— Start —

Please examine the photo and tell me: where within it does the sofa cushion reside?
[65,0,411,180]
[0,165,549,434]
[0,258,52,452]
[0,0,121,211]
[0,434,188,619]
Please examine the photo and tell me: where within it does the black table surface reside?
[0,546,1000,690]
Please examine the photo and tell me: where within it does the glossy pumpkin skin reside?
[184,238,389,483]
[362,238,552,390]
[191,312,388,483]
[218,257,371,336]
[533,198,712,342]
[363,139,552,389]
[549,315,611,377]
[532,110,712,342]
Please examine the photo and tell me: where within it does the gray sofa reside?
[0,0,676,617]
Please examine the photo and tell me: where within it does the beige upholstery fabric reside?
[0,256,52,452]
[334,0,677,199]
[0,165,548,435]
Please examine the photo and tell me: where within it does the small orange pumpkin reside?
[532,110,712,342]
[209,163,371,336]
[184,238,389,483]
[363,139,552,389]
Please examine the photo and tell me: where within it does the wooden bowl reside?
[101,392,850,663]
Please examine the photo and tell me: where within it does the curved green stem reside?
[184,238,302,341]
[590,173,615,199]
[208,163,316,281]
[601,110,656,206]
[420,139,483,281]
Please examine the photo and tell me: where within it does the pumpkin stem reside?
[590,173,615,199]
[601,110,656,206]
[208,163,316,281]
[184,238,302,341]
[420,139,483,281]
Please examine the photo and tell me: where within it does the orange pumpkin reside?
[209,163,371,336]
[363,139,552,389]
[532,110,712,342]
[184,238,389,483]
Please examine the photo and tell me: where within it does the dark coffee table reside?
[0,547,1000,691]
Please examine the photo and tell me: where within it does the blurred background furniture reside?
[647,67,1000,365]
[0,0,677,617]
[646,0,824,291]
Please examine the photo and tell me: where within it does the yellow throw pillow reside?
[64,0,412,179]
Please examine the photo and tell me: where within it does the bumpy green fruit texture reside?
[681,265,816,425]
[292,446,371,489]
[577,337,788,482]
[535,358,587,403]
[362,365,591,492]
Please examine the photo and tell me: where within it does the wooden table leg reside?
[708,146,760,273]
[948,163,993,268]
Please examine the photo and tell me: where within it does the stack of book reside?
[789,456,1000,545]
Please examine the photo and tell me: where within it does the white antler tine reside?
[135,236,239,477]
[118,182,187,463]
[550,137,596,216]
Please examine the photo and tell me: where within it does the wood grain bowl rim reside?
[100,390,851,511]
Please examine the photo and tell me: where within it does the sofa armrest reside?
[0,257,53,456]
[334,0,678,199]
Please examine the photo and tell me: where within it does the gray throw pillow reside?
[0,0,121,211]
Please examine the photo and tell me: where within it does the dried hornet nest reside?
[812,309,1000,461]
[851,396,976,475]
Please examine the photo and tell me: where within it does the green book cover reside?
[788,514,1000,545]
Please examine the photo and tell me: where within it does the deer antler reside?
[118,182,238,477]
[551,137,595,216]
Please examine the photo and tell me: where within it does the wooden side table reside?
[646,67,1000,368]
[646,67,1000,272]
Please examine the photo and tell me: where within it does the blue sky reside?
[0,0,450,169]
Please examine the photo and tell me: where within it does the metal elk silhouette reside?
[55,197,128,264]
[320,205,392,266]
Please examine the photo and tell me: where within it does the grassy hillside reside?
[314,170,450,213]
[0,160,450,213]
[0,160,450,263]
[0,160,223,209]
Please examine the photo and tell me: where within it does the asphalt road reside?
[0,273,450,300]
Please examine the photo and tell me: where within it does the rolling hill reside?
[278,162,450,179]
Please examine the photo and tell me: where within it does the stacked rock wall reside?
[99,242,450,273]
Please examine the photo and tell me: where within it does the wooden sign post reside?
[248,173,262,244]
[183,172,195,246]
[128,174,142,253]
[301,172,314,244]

— End —

Please rewrite all the lines above as a two-column CSV with headers "query" and "location". Give one row for each line starting with "Please examine" plus the bracketed lines after it, with each column in one quoted field and line breaks replaced by spaces.

query,location
"Please examine the photo and tell me: where within it does the sofa cushion reside?","[65,0,411,180] [0,165,549,434] [0,258,52,452] [0,0,121,211] [0,434,188,619]"
"Please examine the photo and tell me: where within it does the black table surface reside?","[0,546,1000,690]"
"Please examine the photo and tell me: where within it does the glossy pumpkin skin reside?","[184,238,389,483] [362,238,552,390] [191,312,388,483] [218,257,371,336] [533,198,712,342] [363,139,552,389] [549,315,611,377] [532,110,712,342]"
"Please examine the photo and tell me: where within it does the gray sofa reside?","[0,0,676,617]"
"Please examine the photo and tell me: where within it does the beige upholstery fabric reside?","[0,256,52,452] [334,0,677,199] [0,165,548,435]"
"Please examine the photo and tell me: where within it does the small orange pumpkin reside?","[532,110,712,342] [209,163,371,336] [184,238,389,483] [363,139,552,389]"
"Please examine the photo and tell me: where within it does the wooden bowl reside?","[101,392,850,663]"
"Please examine the photo and tell me: where within it does the curved green stem reside?","[184,238,302,341] [590,173,615,199] [208,163,316,281] [601,110,656,206] [420,139,483,281]"
"Please examine the photo and tell me: where within it does the pumpkin stem reside?","[590,173,615,199] [601,110,656,206] [208,163,316,281] [184,238,302,341] [420,139,483,281]"
"Please examine the photo and tell me: where within it does the orange pumpkin reside?","[209,163,371,336] [363,139,552,389] [532,110,712,342] [184,238,389,483]"
"Please examine the photo and tell me: where within it does the dark coffee table reside?","[0,547,1000,691]"
"Please examine the photo and tell me: where within it does the blurred background furniture reside?","[647,67,1000,365] [0,0,677,617] [646,0,824,291]"
"Please examine the photo and tell me: where within it does the yellow throw pillow reside?","[64,0,412,179]"
"Please examine the photo and tell me: where within it does the bumpy green fruit texture reside?","[681,265,816,425] [292,446,371,489] [577,337,788,482] [535,358,587,403] [362,365,591,492]"
"Please examine the photo and tell me: where within it does the wooden table leg reside?","[708,146,760,273] [948,163,993,268]"
"Please examine the photo and tell me: where within it does the stack of book reside?","[789,456,1000,545]"
"Please examine the photo and tell me: where within it does the white antler tine reside?","[135,236,239,477] [118,182,187,463] [550,137,596,216]"
"Please examine the photo and tell me: where within it does the wood grain bowl rim reside?","[100,390,851,511]"
"Please examine the photo and tell me: where within it does the sofa armrest reside?","[0,257,53,456] [334,0,678,199]"
"Please examine the photo and tell me: where within it does the gray throw pillow reside?","[0,0,121,211]"
"Please examine the photo and tell me: where within it does the dried hornet nest reside?","[812,309,1000,461] [851,396,976,475]"
"Please examine the photo and tell me: where within it does the green book cover reside?","[788,514,1000,545]"
"Please examine the photo and tell me: where within it does the deer antler reside?","[118,182,238,477] [551,137,595,216]"
"Please examine the photo and tell me: where within it does the wooden side table reside?","[646,67,1000,368] [646,67,1000,272]"
"Please examine the photo and tell me: where within it does the blue sky reside?","[0,0,450,169]"
"Please examine the photo and tell me: where within it does the metal elk silhouette reside?","[55,197,128,264] [320,205,392,266]"
"Please examine the photo and tell me: where within it does the grassy hillside reside?","[314,170,450,213] [0,160,450,213] [0,160,450,263] [0,160,223,209]"
"Please examine the photo and tell me: where within it does the asphalt road reside?","[0,273,450,300]"
"Please examine the photo and tell me: where within it does the rolling hill reside?","[278,162,450,179]"
"Please examine the photo and tell me: where within it does the stacked rock wall reside?","[99,242,450,273]"
"Please examine the photo and tell me: where within it does the wooden sign post reside?","[248,173,262,244] [183,172,195,246] [128,174,142,253] [301,172,314,244]"